▶ Stated goal: Copy the records verbatim, beginning at the line that contains "Segment the horse's" and continuing through the last line of the records.
== Information shown
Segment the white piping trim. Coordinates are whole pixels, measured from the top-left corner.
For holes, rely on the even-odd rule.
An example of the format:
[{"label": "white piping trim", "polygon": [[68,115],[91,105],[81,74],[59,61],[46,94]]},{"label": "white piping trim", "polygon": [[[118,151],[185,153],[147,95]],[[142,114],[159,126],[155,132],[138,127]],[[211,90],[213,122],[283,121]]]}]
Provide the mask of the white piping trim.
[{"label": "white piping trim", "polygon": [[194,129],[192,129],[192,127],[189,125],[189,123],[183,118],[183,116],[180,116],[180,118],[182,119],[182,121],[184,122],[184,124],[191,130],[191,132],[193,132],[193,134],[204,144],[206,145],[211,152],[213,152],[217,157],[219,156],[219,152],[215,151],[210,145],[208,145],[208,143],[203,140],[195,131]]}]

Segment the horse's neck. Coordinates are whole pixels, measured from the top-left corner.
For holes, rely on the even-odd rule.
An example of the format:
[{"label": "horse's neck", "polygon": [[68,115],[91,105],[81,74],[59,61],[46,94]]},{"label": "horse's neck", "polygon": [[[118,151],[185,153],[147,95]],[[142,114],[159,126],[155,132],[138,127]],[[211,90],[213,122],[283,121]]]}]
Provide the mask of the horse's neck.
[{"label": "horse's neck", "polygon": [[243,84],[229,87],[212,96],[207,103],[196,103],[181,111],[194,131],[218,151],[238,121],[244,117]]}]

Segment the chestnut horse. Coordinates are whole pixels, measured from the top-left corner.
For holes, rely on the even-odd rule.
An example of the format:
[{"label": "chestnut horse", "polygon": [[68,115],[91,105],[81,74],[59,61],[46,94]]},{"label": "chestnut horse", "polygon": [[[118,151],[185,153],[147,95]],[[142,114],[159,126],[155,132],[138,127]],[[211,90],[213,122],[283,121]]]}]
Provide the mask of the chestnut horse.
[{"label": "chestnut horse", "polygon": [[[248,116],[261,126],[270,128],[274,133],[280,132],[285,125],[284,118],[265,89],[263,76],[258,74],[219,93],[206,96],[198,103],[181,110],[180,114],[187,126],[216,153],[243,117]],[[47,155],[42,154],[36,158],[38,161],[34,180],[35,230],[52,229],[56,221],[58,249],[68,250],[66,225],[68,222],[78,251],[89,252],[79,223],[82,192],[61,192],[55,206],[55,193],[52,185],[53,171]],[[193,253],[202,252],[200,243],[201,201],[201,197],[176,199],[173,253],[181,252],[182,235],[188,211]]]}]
====
▶ Complete response:
Segment the horse's neck. Coordinates are whole pixels, measured from the top-left corner.
For holes, rely on the even-odd rule.
An example of the format:
[{"label": "horse's neck", "polygon": [[68,115],[91,105],[81,74],[59,61],[46,94]]},{"label": "horse's neck", "polygon": [[[118,151],[185,153],[147,95]],[[142,114],[159,126],[155,132],[138,127]],[[211,90],[213,122],[283,121]]]}]
Provide the mask of the horse's neck.
[{"label": "horse's neck", "polygon": [[243,84],[229,87],[212,96],[207,103],[196,103],[181,111],[194,131],[218,151],[238,121],[244,117]]}]

Segment the chestnut horse. Coordinates are whole pixels, measured from the top-left corner.
For holes, rely on the even-odd rule.
An example of the format:
[{"label": "chestnut horse", "polygon": [[68,115],[91,105],[81,74],[59,61],[46,94]]},{"label": "chestnut horse", "polygon": [[[118,151],[185,153],[147,95]],[[142,114],[159,126],[155,132],[138,127]],[[211,90],[213,122],[283,121]]]}]
Provide the mask of the chestnut horse.
[{"label": "chestnut horse", "polygon": [[[248,116],[261,126],[270,128],[274,133],[280,132],[285,125],[284,118],[265,89],[263,76],[258,74],[219,93],[206,96],[198,103],[181,110],[180,114],[187,126],[216,153],[243,117]],[[47,155],[42,154],[36,158],[38,161],[34,180],[35,230],[52,229],[56,221],[58,249],[68,250],[66,225],[68,222],[78,251],[89,252],[79,223],[82,192],[61,192],[55,206],[55,193],[52,185],[53,171]],[[193,253],[202,252],[200,243],[201,201],[201,197],[176,199],[173,253],[181,252],[182,235],[188,211]]]}]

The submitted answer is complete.